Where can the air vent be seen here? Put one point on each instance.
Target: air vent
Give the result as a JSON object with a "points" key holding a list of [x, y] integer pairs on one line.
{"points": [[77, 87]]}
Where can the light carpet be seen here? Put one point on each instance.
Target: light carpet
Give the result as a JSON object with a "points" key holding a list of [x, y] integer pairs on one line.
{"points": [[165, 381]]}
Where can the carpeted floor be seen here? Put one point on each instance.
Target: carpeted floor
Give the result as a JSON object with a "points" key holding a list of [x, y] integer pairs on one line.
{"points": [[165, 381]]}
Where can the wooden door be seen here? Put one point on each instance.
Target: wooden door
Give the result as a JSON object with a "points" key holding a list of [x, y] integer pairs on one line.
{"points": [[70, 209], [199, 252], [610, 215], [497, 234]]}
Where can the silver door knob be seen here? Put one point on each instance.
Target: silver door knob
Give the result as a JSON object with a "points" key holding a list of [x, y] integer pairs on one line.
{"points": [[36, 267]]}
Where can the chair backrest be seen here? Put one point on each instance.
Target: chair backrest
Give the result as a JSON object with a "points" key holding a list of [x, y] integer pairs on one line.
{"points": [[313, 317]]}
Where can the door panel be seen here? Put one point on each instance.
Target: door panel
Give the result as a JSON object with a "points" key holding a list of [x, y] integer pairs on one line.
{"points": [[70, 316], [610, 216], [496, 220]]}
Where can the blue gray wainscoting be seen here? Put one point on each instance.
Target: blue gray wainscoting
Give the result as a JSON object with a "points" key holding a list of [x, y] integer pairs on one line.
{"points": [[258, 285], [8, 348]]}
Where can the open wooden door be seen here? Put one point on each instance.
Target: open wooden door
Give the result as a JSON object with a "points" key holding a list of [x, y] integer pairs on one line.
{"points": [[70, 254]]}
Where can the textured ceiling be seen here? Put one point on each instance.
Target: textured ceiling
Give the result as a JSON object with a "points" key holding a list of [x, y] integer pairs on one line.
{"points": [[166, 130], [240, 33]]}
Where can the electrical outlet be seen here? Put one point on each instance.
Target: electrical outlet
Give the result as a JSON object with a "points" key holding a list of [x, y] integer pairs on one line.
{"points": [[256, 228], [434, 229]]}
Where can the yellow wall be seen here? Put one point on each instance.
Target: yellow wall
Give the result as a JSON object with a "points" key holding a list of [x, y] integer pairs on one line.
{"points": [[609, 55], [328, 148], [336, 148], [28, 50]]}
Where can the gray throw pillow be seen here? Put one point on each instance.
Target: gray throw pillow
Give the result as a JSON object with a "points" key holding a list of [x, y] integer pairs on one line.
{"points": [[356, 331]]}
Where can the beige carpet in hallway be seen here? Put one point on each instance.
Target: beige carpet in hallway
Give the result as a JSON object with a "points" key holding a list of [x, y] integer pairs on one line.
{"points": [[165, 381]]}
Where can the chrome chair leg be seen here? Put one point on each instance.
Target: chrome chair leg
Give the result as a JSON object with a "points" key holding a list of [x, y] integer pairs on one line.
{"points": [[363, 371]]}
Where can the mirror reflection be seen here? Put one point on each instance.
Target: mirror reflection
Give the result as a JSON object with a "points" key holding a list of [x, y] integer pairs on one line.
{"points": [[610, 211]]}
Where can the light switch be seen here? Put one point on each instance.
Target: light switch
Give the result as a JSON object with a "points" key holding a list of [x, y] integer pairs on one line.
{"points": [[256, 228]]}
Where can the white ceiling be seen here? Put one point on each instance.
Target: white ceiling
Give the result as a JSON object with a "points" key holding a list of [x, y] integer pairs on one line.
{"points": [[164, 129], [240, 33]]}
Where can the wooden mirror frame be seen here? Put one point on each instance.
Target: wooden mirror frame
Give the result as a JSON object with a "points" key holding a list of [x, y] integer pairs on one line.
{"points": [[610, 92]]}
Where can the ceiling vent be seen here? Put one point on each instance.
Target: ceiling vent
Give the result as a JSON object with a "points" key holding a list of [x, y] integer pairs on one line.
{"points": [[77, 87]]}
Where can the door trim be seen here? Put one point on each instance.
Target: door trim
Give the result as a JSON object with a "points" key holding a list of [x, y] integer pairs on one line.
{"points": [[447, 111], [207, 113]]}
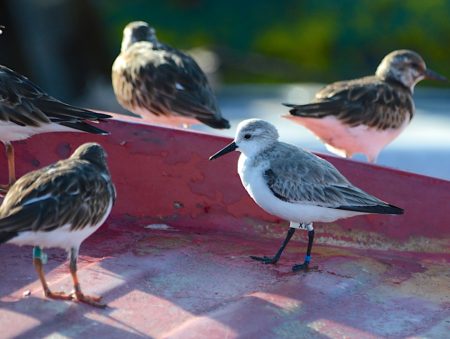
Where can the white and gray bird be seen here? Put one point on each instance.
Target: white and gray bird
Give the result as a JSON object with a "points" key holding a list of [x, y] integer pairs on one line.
{"points": [[295, 185], [60, 206], [366, 114], [161, 83]]}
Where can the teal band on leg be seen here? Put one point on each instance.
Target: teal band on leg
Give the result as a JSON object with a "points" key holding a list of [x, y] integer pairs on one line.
{"points": [[39, 254]]}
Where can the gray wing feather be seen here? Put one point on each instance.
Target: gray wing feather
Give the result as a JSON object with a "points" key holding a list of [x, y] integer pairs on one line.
{"points": [[298, 176]]}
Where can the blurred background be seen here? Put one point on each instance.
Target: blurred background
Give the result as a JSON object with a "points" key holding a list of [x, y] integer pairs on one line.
{"points": [[257, 55]]}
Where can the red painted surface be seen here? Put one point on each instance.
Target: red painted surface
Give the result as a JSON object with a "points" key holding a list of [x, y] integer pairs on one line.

# WRITTEN EXERCISE
Omit the pictures, then output the rest of the listing exactly.

# FINISHED TASK
Where can the air vent be seen here? Put one point on each instance.
Target: air vent
Give the result as a JSON object with a "points" key holding a list of [x, y] integer pairs on one line.
{"points": [[77, 87]]}
Where can the light carpet be seen here? Put one point on each instance.
Target: light carpet
Give the result as a JSON object with a "points" key holding a list of [x, y] integer pairs on one line.
{"points": [[165, 381]]}
Where can the carpeted floor be seen here? Put one point on each instance.
Target: carpeted floor
Give the result as a JSON object with a "points" key holding a list of [x, y] integer pairs on one line.
{"points": [[165, 381]]}
Where can the wooden door be seen here? Put one point on each instance.
Target: wooden door
Give the result as a JSON object with a "points" key holding a list of [x, y] integer pairs on one line.
{"points": [[70, 209], [199, 252], [610, 215], [497, 234]]}
Where can the silver door knob be seen here? Put one point on each instance.
Target: silver door knob
Give the result as a JSON object with a "points" key holding a list of [x, y] integer pairs on one line.
{"points": [[36, 267]]}
Where can the chair backrest be seen here? Put one point on each instance.
Target: chair backrest
Give the result as a JSON object with a "points" key holding a list of [x, y] integer pairs on one line.
{"points": [[313, 317]]}
Where can the door panel be seen here? Put one point on each instance.
Target: door panel
Give the result as a JSON object with a "points" key holding a list of [x, y] integer pairs on one line.
{"points": [[70, 316], [610, 216], [496, 220]]}
Where can the blue gray wainscoting be seen here? Put one point on each instance.
Target: blue gray wainscoting
Give the result as a JSON object with a "points" key holding a list of [x, y] integer pairs on one line.
{"points": [[258, 285], [8, 348]]}
Where can the open wooden door be seen here? Put one point on each instance.
Target: open wooden door
Give the result as a JSON object with a "points" key holding a list of [x, y] integer pairs on one line.
{"points": [[70, 254]]}
Where can the textured ceiling be seen here? Put one point on each instance.
Target: textured ceiling
Give the result as a JSON object with a "points" key holding a list of [x, y] integer pairs on one line.
{"points": [[166, 130], [240, 33]]}
Where can the electrical outlet be seen here? Put one point on each instance.
Target: electrical outlet
Give the result as a JSON object with a "points" key holding a list of [x, y] integer pairs on one line.
{"points": [[256, 228], [434, 229]]}
Where can the yellow wall be seen here? Put one point on each instance.
Target: yellow wall
Give the result as a JSON object with a "points" key holding a list of [x, y] integer pairs on one line.
{"points": [[609, 55], [328, 148], [336, 148], [28, 50]]}
Where can the gray throw pillow be seen here? Put one point on each instance.
Target: gray throw pillow
Give the result as a JSON object with a "points" key holding a list of [x, y] integer pairs on one line.
{"points": [[356, 331]]}
Where can the beige carpet in hallway be seen here? Put one point on each instance.
Target: beige carpet in hallway
Give the result as a JSON object with a "points" key holding a list of [x, y] integer pairs on one line.
{"points": [[165, 381]]}
Where can the chrome chair leg be seen here? Put one point on each instance.
Target: chrome chair leg
Give the result as a JSON object with a "points" key holding a list of [x, y] integer pairs on one line.
{"points": [[363, 371]]}
Where can the mirror reflection be seen here? Put one point on each instance.
Target: mirror reflection
Give the result as a JSON object with a "points" key holding a list of [x, y] integer pairs on one line.
{"points": [[610, 211]]}
Where can the light switch be seen here? Put one point on each instance.
Target: light switch
Give the result as a JSON object with a "points" key holding a list of [x, y] integer pairs on one line.
{"points": [[256, 228]]}
Where can the white ceiling be seen here? Put one point on each instance.
Target: white ceiling
Give the result as a JSON object with a "points" key holding a list of [x, y] integer pairs on one line.
{"points": [[164, 129], [240, 33]]}
Where can the wooden mirror frame be seen here? Put one point on each instance.
Target: wooden mirror frame
Give the result as a JSON object with a "points" key holding a list of [x, y] integer pairs on one line.
{"points": [[610, 92]]}
Where can the ceiling vent be seen here? Put one point on each instance.
Target: ceiling vent
Give the result as a JSON object with a "points" key holding a list of [x, y] integer pairs on one line.
{"points": [[77, 87]]}
Where can the door trim be seen here? Put one point on each instance.
Target: door trim
Give the result as a JSON object with a "points" key holding a list of [x, y] integer pairs on one line.
{"points": [[447, 111], [207, 113]]}
Where can the white and gray bird be seen here? Put one point on each instance.
Target: white and gray bird
Give the result as a JSON object with a "points" key holding a list of [x, y] integer pairs on one line.
{"points": [[295, 185], [60, 206], [366, 114], [161, 83]]}
Where can the teal band on leg be seen here? Put one point on each instance.
Target: teal band on leg
Give the result as a JSON object with a "points" key holding a list of [x, y] integer pairs on one line.
{"points": [[39, 254]]}
Where can the gray wing feather be seen here? Put one point on each instance.
Target: gray wing feather
Give the result as a JSON object with a "points" key holding a list of [x, y] integer pairs on one line.
{"points": [[298, 176]]}
Where can the blurred background be seen here? Put one point on each instance.
Target: blurred background
Give the result as a JSON object with a "points" key holding a list of [x, y] integer pairs on one line.
{"points": [[257, 55]]}
Where can the red painted surface be seen here? Put one point on each instance.
Target: red painted surface
Give the result as a JSON object with a "points" key holding a list of [x, y] integer pairs on one line.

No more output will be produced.